▶ Record set
BEGIN

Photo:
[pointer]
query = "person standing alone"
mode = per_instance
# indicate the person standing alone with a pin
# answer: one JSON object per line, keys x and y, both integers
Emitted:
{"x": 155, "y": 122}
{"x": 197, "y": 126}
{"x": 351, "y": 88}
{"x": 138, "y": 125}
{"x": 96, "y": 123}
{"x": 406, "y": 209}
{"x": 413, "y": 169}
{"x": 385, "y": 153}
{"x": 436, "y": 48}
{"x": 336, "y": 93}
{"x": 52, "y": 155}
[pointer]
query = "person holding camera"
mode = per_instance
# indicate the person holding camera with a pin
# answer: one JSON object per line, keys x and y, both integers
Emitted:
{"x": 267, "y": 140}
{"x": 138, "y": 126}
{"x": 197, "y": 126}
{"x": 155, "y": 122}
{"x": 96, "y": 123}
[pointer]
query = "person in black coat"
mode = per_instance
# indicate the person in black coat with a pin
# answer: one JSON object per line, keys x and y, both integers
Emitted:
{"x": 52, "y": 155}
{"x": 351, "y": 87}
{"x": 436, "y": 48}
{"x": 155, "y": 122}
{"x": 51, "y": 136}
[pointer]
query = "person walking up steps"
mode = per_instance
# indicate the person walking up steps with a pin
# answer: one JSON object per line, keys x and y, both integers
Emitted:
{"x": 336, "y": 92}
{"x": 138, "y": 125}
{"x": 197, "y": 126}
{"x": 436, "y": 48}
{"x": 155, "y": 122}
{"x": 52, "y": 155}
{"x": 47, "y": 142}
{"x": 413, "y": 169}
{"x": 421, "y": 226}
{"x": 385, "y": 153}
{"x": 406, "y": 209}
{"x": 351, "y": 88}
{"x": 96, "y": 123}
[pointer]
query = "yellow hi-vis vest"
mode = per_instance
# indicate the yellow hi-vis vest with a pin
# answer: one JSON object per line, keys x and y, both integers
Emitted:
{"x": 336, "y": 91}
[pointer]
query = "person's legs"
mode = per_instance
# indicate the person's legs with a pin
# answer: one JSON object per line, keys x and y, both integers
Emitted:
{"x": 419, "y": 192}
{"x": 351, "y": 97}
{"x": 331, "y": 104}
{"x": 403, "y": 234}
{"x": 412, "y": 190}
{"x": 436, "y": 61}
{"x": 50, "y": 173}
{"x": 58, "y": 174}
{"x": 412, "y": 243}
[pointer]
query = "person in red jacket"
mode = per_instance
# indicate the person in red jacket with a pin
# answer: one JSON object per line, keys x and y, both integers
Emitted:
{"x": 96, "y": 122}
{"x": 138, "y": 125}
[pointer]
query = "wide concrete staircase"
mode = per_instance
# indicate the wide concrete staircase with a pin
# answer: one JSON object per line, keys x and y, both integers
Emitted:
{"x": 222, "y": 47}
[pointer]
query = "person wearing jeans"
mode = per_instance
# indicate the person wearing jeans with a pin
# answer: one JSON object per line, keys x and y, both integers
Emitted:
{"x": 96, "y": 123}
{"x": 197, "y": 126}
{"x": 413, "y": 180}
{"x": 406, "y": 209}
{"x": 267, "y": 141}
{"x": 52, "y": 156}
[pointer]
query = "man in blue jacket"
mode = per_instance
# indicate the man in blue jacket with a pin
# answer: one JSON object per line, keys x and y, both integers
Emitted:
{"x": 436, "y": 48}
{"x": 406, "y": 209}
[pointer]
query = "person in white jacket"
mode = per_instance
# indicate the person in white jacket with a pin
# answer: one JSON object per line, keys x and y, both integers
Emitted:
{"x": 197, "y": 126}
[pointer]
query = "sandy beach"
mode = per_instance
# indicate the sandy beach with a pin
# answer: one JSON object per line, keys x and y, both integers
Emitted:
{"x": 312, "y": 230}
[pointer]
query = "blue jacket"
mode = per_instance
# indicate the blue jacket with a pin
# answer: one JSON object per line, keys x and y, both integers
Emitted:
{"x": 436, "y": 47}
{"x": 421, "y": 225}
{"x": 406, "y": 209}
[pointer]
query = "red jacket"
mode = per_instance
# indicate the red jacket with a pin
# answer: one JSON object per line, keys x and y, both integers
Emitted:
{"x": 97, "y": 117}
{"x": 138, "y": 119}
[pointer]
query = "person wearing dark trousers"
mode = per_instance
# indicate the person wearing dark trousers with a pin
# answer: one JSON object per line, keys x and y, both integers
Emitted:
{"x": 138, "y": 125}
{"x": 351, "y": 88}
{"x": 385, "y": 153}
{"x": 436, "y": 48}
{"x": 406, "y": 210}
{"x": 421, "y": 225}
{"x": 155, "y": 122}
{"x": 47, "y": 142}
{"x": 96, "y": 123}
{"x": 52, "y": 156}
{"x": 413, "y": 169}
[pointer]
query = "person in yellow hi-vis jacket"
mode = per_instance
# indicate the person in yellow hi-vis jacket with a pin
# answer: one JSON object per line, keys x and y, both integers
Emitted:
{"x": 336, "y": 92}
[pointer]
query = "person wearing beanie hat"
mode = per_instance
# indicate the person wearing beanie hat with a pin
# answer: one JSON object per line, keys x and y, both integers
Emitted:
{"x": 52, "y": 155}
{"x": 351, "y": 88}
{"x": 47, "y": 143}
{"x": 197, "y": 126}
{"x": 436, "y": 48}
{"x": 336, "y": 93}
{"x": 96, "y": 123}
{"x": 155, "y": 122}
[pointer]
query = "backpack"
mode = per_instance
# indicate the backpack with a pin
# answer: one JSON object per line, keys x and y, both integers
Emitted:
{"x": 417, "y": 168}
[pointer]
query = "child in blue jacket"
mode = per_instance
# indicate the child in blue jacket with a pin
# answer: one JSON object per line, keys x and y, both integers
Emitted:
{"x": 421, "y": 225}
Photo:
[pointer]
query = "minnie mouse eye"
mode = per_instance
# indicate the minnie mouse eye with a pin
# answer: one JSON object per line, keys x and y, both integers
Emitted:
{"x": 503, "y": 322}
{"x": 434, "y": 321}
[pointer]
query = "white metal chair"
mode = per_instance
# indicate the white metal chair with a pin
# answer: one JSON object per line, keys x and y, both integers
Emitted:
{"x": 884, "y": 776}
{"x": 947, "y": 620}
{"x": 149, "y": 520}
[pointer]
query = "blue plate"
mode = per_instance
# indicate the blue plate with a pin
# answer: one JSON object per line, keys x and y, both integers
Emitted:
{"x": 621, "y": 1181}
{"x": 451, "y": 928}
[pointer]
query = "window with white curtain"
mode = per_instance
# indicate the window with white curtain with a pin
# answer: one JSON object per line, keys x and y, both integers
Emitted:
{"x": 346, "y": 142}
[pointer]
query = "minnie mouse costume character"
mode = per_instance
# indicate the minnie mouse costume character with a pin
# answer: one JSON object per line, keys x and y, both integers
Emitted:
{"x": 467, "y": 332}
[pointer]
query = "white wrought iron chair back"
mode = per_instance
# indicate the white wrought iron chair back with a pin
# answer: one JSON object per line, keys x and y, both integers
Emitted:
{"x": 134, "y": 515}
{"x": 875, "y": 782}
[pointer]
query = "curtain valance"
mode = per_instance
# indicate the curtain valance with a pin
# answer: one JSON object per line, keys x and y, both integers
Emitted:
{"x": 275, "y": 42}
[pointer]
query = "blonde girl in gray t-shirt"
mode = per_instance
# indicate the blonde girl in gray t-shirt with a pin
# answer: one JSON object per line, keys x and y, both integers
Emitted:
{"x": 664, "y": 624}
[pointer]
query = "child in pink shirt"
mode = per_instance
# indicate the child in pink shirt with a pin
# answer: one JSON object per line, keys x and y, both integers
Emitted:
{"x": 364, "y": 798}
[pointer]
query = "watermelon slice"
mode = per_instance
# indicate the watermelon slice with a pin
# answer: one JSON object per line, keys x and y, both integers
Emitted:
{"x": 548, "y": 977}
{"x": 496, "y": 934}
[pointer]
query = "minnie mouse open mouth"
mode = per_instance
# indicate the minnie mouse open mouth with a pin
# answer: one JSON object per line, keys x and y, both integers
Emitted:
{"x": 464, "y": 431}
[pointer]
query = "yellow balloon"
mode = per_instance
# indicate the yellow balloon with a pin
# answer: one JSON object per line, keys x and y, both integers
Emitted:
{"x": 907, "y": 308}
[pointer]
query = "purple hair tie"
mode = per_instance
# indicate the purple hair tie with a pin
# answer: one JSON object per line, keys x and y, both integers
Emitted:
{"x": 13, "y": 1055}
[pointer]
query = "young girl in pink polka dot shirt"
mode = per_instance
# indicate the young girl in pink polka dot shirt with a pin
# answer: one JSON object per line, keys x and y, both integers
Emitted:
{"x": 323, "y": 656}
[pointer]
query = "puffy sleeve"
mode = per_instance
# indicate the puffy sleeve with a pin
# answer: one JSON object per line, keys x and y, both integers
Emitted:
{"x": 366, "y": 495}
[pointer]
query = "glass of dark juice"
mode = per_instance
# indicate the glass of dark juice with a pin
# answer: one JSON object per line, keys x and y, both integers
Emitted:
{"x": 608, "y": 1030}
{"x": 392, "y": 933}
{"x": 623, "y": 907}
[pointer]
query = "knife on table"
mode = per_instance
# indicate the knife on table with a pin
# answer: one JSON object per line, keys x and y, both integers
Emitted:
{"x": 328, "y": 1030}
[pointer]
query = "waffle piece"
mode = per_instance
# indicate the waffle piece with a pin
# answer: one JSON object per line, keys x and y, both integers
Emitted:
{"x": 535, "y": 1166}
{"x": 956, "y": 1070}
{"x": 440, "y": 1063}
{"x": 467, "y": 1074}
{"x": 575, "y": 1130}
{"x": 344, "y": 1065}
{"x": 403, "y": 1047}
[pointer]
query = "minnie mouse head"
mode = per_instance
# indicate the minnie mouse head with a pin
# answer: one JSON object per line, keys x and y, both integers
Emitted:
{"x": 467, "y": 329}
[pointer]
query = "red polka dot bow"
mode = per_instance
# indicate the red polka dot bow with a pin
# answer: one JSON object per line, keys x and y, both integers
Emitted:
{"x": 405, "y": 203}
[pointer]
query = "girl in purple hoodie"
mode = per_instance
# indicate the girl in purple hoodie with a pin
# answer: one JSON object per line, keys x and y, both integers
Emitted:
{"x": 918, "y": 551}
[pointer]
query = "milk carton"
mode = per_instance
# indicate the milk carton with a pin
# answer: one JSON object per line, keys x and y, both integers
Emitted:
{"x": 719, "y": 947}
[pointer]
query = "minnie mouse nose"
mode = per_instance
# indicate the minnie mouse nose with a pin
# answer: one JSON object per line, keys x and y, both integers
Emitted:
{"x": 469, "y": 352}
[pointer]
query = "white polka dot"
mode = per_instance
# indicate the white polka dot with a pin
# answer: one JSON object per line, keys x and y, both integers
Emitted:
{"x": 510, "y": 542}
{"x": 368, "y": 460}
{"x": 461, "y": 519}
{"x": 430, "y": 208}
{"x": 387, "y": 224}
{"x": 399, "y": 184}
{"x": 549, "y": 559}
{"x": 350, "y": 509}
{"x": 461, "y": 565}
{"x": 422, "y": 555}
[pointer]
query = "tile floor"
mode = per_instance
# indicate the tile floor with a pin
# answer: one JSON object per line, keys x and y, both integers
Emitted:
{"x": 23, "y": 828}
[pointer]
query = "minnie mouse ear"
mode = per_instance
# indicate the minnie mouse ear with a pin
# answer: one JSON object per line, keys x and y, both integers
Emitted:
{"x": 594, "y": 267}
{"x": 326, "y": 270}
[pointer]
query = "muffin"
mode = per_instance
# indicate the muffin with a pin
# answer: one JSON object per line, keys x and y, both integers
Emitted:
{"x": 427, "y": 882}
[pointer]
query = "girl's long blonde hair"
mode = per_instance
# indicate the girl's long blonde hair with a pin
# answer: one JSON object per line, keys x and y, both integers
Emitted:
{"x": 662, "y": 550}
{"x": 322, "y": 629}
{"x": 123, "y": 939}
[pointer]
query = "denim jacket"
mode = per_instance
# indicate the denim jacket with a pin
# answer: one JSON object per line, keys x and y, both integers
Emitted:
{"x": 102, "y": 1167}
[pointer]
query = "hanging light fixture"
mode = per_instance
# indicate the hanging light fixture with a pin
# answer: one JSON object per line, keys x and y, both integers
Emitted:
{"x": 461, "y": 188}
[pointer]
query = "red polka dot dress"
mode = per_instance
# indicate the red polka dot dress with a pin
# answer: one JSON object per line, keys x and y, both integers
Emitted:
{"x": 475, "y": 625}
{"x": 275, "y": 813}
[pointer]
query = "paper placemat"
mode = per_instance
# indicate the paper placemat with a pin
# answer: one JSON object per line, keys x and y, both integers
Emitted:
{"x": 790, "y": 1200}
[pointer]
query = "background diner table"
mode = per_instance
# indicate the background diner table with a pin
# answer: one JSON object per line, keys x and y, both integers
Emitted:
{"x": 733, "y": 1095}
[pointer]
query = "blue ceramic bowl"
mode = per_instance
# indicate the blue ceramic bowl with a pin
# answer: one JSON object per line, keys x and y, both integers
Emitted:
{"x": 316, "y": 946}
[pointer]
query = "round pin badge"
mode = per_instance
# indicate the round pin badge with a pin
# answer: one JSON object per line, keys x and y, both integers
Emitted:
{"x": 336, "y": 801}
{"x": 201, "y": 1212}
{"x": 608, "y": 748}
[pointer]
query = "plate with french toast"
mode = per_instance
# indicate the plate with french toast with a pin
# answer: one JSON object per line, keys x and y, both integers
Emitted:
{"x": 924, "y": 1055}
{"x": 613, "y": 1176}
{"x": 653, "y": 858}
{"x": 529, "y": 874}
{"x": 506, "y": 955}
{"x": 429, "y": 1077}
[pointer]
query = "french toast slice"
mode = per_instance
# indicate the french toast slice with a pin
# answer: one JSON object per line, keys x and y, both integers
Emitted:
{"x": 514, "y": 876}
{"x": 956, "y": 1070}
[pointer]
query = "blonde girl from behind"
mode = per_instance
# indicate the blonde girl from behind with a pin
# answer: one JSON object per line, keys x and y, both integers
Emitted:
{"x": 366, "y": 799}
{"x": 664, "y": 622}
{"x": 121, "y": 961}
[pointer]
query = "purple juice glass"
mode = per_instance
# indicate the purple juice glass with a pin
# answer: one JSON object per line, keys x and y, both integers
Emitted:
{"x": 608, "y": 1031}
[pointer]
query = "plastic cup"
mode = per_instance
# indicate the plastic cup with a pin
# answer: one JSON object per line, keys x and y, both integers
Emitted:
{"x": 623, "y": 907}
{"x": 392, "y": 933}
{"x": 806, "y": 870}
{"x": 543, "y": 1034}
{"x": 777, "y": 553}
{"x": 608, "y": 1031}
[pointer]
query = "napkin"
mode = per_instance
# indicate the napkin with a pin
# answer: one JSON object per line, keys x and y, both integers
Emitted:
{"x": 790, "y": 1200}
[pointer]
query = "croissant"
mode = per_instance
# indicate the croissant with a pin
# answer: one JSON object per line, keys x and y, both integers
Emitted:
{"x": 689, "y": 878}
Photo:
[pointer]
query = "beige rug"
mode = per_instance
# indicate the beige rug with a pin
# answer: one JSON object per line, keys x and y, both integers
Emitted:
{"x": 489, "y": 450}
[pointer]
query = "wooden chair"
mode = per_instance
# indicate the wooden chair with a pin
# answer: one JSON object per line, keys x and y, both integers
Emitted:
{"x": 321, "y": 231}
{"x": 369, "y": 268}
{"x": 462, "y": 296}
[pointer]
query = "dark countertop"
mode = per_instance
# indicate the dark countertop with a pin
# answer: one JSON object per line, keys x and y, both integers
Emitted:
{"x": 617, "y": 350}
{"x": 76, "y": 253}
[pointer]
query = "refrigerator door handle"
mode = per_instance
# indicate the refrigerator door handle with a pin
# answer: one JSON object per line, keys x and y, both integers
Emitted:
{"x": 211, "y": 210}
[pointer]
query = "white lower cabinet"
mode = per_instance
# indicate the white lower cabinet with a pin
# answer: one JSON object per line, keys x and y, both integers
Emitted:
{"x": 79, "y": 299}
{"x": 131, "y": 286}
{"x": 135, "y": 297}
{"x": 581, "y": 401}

END

▶ Task
Going through the records above, state how many lines include the word "balloon", and give no other text.

▶ Task answer
2